PASSAGE FOR REVIEW:
· · · · ·

Explainer-What to know about North Korea's nuclear weapons programme

North Korean leader Kim Jong Un tours facilities during a visit to the Nuclear Weapons Institute and the production base of weapon-grade nuclear materials

By Josh Smith

SEOUL (Reuters) - North Korea has disclosed the first photos of a uranium enrichment site designed to produce weapons-grade fuel for its nuclear bombs.

Here's what we know about its growing nuclear arsenal.

WHY IS NORTH KOREA BUILDING NUCLEAR WEAPONS?

North Korea says its arsenal of nuclear weapons and ballistic missiles to carry them are necessary to counter threats from the United States and its allies, which fought the North during the 1950-1953 Korean War.

Pyongyang also often touts the weapons as a matter of national prestige and proof of the country's power.

North Korea has the capability to deliver nuclear weapons on a variety of land-based missile systems, including intercontinental ballistic missiles (ICBMs) with ranges capable of targeting the continental United States, according to the U.S.-based Arms Control Association.

Critics, including those in Washington and Seoul, say the weapons are destabilising, pose a threat to the North's neighbours, and divert resources away from the country's impoverished citizens.

The United Nations Security Council has passed multiple resolutions banning North Korea's nuclear weapons and ballistic missile development, though council members Russia and China have blocked new sanctions and called for existing ones to be rolled back.

HOW MANY NUCLEAR WEAPONS DOES NORTH KOREA HAVE?

State media have shown photos of various types of warheads but North Korea has never disclosed the number of weapons it possesses, and analysts and foreign intelligence agencies have only rough estimates.

· · · · ·

MATERIAL PROVIDED:
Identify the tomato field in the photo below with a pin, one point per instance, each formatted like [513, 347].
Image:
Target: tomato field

· · · · ·

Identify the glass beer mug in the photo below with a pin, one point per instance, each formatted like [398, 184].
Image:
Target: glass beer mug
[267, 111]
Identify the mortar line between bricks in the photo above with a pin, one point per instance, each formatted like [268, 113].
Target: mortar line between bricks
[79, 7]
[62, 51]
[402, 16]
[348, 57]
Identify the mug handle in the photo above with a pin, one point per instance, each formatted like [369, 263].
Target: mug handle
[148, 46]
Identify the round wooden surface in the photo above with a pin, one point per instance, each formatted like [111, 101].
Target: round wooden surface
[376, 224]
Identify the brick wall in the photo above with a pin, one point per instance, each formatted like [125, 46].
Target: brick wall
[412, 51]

· · · · ·

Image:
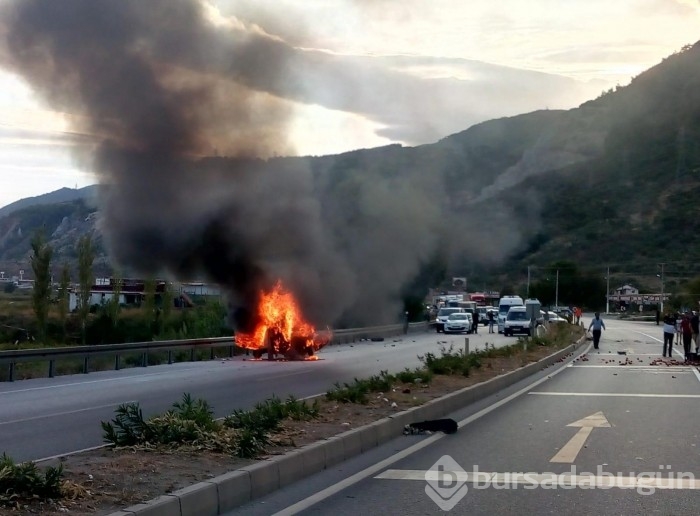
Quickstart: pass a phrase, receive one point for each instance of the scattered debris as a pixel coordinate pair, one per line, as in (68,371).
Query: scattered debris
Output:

· · · · ·

PROBLEM TO WORK ON: Translate this sentence from the explainer on North Korea's nuclear weapons into Spanish: "Pyongyang also often touts the weapons as a matter of national prestige and proof of the country's power."

ANSWER BELOW: Pyongyang también suele ensalzar las armas como una cuestión de prestigio nacional y una prueba del poder del país.